## Your task
Type out the lines below exactly, from the first through the line holding "For every instance of the blonde", and include no pictures.

## Supplied data
--------
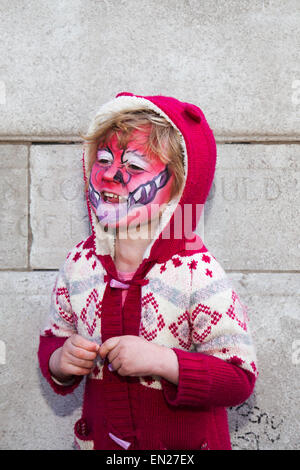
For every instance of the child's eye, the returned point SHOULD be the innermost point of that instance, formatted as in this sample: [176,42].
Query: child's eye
[104,157]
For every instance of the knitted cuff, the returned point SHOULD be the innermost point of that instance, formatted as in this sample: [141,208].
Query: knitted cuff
[206,380]
[193,381]
[48,344]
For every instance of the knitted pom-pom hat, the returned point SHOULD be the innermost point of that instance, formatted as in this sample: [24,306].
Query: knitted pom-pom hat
[199,150]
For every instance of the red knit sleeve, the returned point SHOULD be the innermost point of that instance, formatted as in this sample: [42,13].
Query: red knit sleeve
[208,381]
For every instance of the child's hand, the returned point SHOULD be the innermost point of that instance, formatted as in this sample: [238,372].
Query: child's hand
[132,355]
[75,357]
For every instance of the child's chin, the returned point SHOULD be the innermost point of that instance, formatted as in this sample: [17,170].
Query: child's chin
[136,219]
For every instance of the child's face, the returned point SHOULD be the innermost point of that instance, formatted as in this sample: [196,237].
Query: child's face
[138,177]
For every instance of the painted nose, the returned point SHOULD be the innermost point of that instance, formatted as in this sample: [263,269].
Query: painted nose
[119,177]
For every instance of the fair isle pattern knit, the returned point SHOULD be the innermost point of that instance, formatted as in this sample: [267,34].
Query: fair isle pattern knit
[206,317]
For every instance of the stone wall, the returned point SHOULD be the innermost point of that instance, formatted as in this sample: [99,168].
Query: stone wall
[238,61]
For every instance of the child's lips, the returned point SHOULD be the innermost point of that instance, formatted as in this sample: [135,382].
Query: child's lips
[113,198]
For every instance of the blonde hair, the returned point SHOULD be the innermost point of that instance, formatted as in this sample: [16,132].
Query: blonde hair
[164,140]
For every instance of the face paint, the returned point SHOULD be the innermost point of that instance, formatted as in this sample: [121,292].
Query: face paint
[127,184]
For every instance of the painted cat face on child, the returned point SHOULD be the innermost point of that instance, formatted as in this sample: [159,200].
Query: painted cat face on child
[128,186]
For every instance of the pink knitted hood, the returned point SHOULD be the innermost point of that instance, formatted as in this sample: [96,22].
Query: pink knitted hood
[180,218]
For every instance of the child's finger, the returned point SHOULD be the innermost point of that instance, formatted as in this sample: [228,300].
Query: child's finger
[84,343]
[81,353]
[108,345]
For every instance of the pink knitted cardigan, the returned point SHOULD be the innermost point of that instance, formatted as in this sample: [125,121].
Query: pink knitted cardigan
[198,314]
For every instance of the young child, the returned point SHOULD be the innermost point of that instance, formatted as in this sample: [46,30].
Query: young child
[141,308]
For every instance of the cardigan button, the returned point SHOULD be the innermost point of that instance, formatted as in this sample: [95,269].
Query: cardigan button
[204,445]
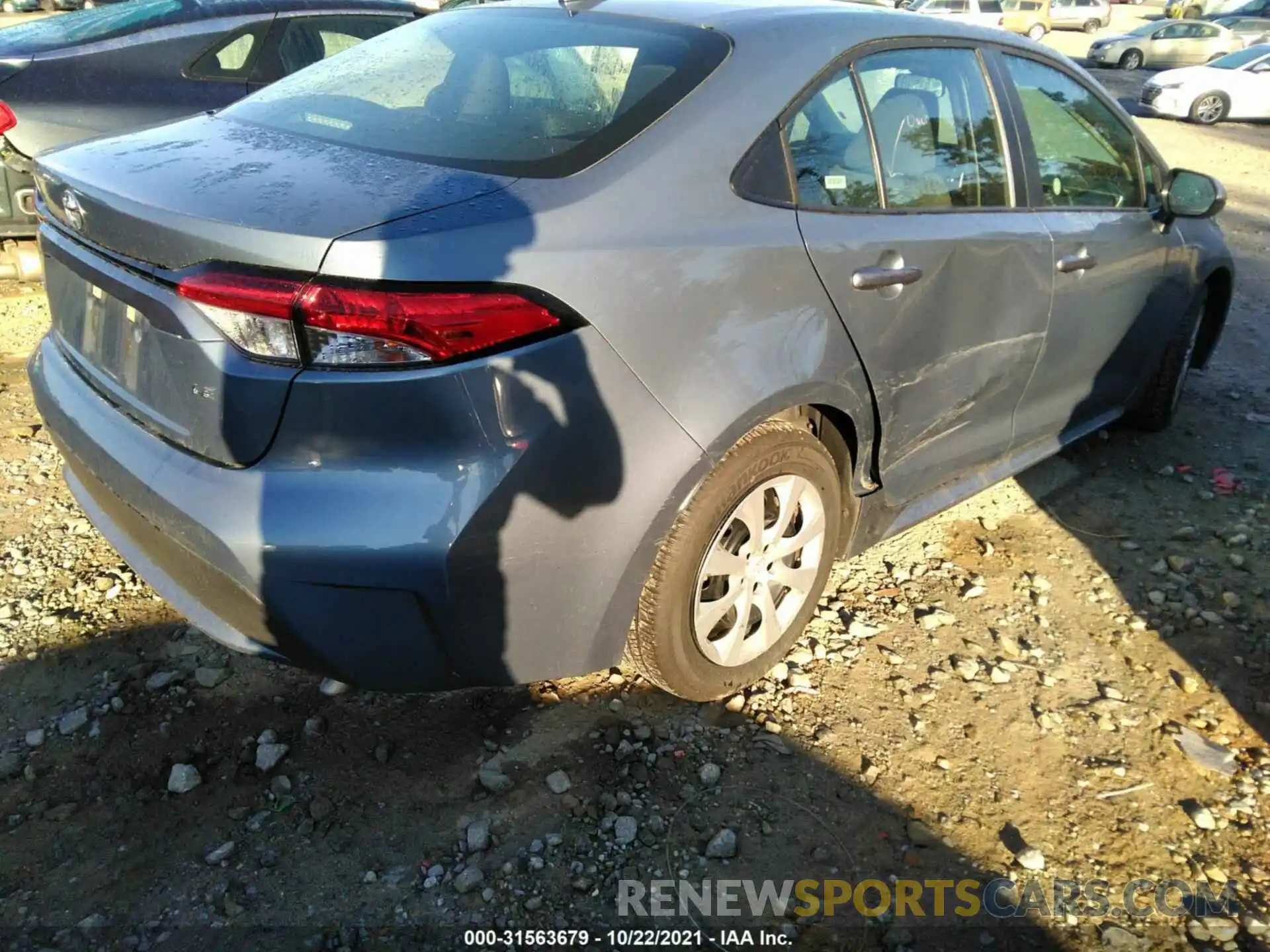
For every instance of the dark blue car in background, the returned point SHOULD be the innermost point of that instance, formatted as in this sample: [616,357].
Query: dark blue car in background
[144,63]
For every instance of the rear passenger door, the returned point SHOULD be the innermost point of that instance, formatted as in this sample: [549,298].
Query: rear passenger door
[908,208]
[1169,45]
[1111,311]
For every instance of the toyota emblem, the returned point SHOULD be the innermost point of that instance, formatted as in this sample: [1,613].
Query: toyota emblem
[73,211]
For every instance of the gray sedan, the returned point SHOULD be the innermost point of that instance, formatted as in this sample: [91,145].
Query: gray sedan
[1160,46]
[520,338]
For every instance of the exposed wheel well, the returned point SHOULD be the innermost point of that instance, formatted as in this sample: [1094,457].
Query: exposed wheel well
[1220,288]
[837,430]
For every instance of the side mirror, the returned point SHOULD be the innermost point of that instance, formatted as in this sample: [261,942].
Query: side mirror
[1193,194]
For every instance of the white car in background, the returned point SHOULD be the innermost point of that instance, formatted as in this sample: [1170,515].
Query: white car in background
[981,13]
[1236,87]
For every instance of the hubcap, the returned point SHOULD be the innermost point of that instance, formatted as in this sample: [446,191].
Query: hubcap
[759,571]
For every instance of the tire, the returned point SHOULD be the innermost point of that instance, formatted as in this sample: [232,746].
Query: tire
[1209,108]
[1158,405]
[679,594]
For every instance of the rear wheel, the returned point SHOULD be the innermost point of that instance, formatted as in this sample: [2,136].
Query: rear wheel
[1158,407]
[742,569]
[1209,108]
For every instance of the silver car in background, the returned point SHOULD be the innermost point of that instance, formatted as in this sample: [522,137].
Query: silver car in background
[1089,16]
[1164,45]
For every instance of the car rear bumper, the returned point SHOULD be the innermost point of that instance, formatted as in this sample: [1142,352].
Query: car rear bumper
[483,524]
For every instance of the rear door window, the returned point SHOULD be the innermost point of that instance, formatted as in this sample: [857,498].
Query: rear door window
[829,149]
[1086,157]
[232,58]
[97,24]
[935,124]
[516,92]
[302,41]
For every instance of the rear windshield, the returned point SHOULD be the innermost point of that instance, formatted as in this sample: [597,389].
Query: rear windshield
[91,26]
[508,92]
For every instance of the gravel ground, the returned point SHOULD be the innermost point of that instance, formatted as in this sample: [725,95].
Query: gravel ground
[1007,686]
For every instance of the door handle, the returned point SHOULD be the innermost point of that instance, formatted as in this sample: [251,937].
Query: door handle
[1080,262]
[879,278]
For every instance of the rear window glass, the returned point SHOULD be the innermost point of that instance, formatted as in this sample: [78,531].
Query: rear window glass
[91,26]
[492,89]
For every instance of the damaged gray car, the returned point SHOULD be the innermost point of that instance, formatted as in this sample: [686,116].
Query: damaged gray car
[440,362]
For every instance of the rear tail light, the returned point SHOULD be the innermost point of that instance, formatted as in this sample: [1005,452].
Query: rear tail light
[361,327]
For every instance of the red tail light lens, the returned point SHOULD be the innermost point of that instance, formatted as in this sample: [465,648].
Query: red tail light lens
[362,327]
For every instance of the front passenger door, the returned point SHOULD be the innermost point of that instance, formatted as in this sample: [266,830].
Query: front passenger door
[943,284]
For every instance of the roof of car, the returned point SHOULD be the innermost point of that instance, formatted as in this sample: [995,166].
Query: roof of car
[740,17]
[117,20]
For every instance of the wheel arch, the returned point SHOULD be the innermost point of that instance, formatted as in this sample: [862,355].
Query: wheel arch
[837,414]
[1221,290]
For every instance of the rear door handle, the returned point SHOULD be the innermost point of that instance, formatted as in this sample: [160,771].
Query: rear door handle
[879,278]
[1080,262]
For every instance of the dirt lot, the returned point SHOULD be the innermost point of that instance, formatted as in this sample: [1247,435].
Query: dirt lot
[1096,604]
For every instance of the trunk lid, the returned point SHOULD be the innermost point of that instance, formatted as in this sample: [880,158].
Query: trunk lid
[131,211]
[212,188]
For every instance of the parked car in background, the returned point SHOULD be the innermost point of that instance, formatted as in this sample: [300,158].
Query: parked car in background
[1197,9]
[1251,8]
[1089,16]
[1250,30]
[148,61]
[333,371]
[980,13]
[1162,45]
[1236,87]
[1029,18]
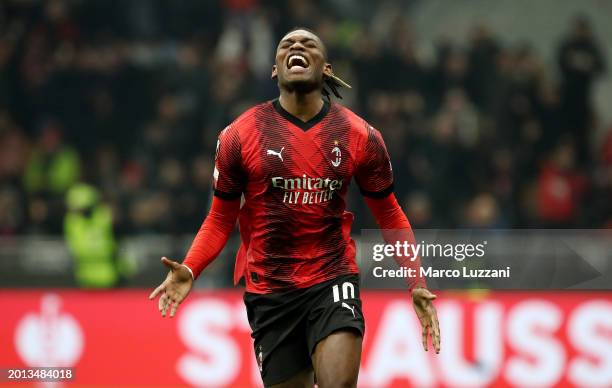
--------
## Solution to this task
For every instance of the child's eye, the returned point SHOULD be the innermost point of that instance, formatted as in this sample: [176,42].
Query: child's eye
[104,157]
For every instance of the knitted cuff, the returned point SHOULD be the innermost point of that instance, formatted as in this sample: [141,208].
Query: knitted cuff
[206,380]
[193,381]
[48,344]
For every instance of the knitted pom-pom hat, the returned point SHOULD be the innermost point of that instance, formatted as in this sample: [24,306].
Query: knitted pom-pom hat
[199,150]
For every instance of the red knit sleeve, the returned point SHOULD be the innermost point of that instance, formatted as in this sample: [42,13].
Query: red knit sleeve
[208,381]
For every instance of the child's hand, the returned point SHOULD be the innermost point of that instance, formatted as in this sample: [238,372].
Query: child's hand
[132,355]
[75,357]
For every instance of the child's chin, the returned point SHOULD be the innermost point of that instance, formatted as in this sample: [17,170].
Query: child's chin
[136,219]
For every instance of the child's face, the returned point SHOULD be the innermost point of that instance, formatted as in this sample: [196,237].
Query: child's face
[138,177]
For every instance of the painted nose, the returned point SHOULD be the innermost point of that instance, formatted as in this sample: [263,269].
Query: painted nose
[119,177]
For every instance of the fair isle pattern knit, the returned point SHOULD be the innermost point of that instance, formatted as in this sample: [267,34].
Query: fair isle pattern knit
[206,317]
For every instance of the stone wall, the returned point SHOULD be the innermost point of that instance, formatted as in this sample: [99,168].
Query: stone wall
[238,61]
For every instance of the child's lips, the returned point SHOULD be the innermost point of that instance, formatted as in this sample: [135,382].
Query: child's lips
[113,198]
For every instance of the blonde hair, the returned point SHOULD be the innermost point of that instance, formatted as in this sample: [16,132].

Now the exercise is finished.